● **DATA EXCERPTS**:

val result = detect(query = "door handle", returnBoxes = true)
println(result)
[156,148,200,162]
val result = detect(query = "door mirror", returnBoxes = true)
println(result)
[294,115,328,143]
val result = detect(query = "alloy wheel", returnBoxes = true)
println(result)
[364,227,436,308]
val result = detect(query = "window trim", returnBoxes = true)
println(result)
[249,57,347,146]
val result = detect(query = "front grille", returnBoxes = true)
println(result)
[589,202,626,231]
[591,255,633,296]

---

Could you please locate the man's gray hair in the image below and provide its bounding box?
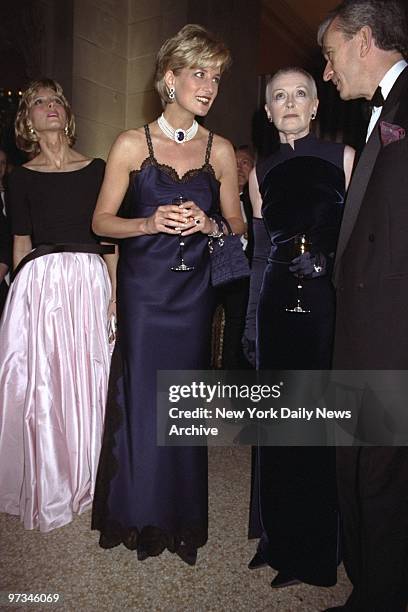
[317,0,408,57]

● **WHAT IS REQUIRED**:
Format everything in the data from the line containing "Could you please" down to the line containing "[317,0,408,57]", both included, as a numbered list with blank lines left out. Leave the pictures out of your answer.

● **EXPECTED ANSWER**:
1. Could you please locate the man's gray hair in the image below and provide its bounding box?
2. [317,0,408,57]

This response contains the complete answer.